DATA PROVIDED:

+++

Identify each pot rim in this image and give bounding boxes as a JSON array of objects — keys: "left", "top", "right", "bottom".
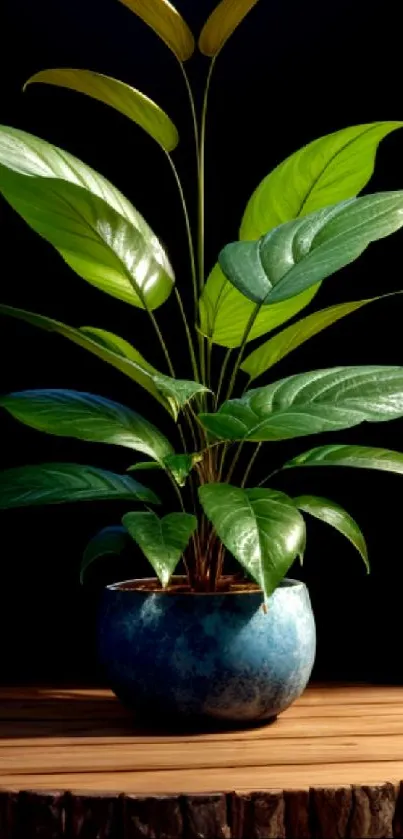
[{"left": 105, "top": 576, "right": 306, "bottom": 595}]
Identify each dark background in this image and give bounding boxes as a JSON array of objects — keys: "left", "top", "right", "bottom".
[{"left": 0, "top": 0, "right": 402, "bottom": 684}]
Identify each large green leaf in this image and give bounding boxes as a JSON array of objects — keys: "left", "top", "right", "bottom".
[
  {"left": 0, "top": 390, "right": 173, "bottom": 462},
  {"left": 241, "top": 298, "right": 376, "bottom": 382},
  {"left": 0, "top": 464, "right": 159, "bottom": 509},
  {"left": 0, "top": 172, "right": 173, "bottom": 310},
  {"left": 199, "top": 122, "right": 400, "bottom": 348},
  {"left": 200, "top": 366, "right": 403, "bottom": 442},
  {"left": 0, "top": 126, "right": 173, "bottom": 309},
  {"left": 0, "top": 306, "right": 202, "bottom": 419},
  {"left": 219, "top": 192, "right": 403, "bottom": 306},
  {"left": 199, "top": 0, "right": 260, "bottom": 56},
  {"left": 295, "top": 494, "right": 369, "bottom": 572},
  {"left": 199, "top": 484, "right": 305, "bottom": 598},
  {"left": 25, "top": 69, "right": 179, "bottom": 152},
  {"left": 199, "top": 263, "right": 318, "bottom": 348},
  {"left": 117, "top": 0, "right": 194, "bottom": 61},
  {"left": 80, "top": 525, "right": 130, "bottom": 584},
  {"left": 283, "top": 444, "right": 403, "bottom": 476},
  {"left": 122, "top": 510, "right": 197, "bottom": 587},
  {"left": 241, "top": 122, "right": 402, "bottom": 240}
]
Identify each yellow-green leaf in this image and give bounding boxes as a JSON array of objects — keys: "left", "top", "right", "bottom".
[
  {"left": 118, "top": 0, "right": 194, "bottom": 61},
  {"left": 25, "top": 69, "right": 179, "bottom": 152},
  {"left": 199, "top": 0, "right": 260, "bottom": 57}
]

+++

YOUR TASK: Starting at the line that contains "Identify each large", retype each line through the last one in the records, both included, and add nothing.

ANSWER:
Identify each large green leaf in this image and give bounding boxes as a JSON array of objects — keys: "left", "top", "right", "bottom".
[
  {"left": 0, "top": 390, "right": 173, "bottom": 462},
  {"left": 241, "top": 298, "right": 376, "bottom": 382},
  {"left": 0, "top": 464, "right": 159, "bottom": 509},
  {"left": 0, "top": 172, "right": 173, "bottom": 310},
  {"left": 199, "top": 122, "right": 400, "bottom": 348},
  {"left": 200, "top": 366, "right": 403, "bottom": 442},
  {"left": 0, "top": 126, "right": 173, "bottom": 309},
  {"left": 0, "top": 306, "right": 202, "bottom": 419},
  {"left": 219, "top": 192, "right": 403, "bottom": 306},
  {"left": 199, "top": 0, "right": 260, "bottom": 56},
  {"left": 295, "top": 494, "right": 369, "bottom": 572},
  {"left": 199, "top": 484, "right": 305, "bottom": 598},
  {"left": 25, "top": 69, "right": 179, "bottom": 152},
  {"left": 199, "top": 263, "right": 318, "bottom": 348},
  {"left": 117, "top": 0, "right": 194, "bottom": 61},
  {"left": 80, "top": 525, "right": 130, "bottom": 584},
  {"left": 283, "top": 444, "right": 403, "bottom": 476},
  {"left": 122, "top": 510, "right": 197, "bottom": 587},
  {"left": 241, "top": 122, "right": 402, "bottom": 240}
]
Identify each yellow-green leaf in this image and give bounding boxes as a JSON array of objects — keys: "left", "top", "right", "bottom".
[
  {"left": 118, "top": 0, "right": 194, "bottom": 61},
  {"left": 25, "top": 69, "right": 179, "bottom": 152},
  {"left": 199, "top": 0, "right": 260, "bottom": 57}
]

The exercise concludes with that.